Items in a dataset
▽
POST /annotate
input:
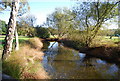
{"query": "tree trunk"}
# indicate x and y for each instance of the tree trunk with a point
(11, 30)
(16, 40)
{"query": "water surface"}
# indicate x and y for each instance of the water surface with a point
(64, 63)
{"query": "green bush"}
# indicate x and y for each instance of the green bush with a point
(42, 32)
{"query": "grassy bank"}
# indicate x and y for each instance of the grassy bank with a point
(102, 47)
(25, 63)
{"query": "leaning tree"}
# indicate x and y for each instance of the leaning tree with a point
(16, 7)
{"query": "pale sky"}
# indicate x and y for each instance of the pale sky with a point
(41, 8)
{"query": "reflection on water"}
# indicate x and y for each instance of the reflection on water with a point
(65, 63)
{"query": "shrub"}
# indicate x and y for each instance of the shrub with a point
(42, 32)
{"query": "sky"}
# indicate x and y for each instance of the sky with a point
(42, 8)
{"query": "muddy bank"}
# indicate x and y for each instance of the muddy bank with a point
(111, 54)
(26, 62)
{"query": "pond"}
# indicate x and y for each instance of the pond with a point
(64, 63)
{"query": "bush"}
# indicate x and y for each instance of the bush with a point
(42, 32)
△
▽
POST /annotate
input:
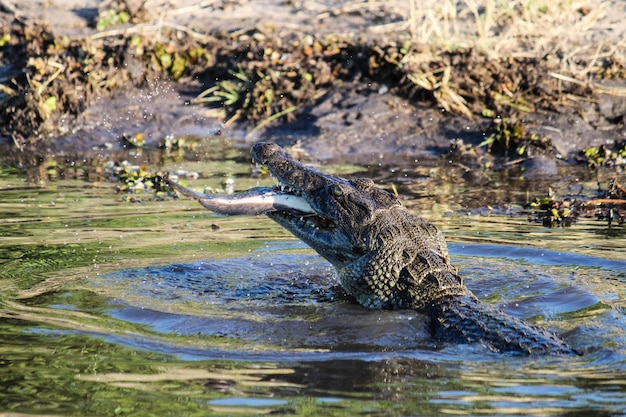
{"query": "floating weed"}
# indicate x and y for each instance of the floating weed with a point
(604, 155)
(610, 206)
△
Pull out every row above that contains the string "bank", treating uppercase and lowercase letters as different.

REPLY>
{"query": "grassy bank"}
# indicate x and y for each instance of the grassy bank with a point
{"query": "muddy bank"}
# indicate x and y for each instance of the muddy bank with a point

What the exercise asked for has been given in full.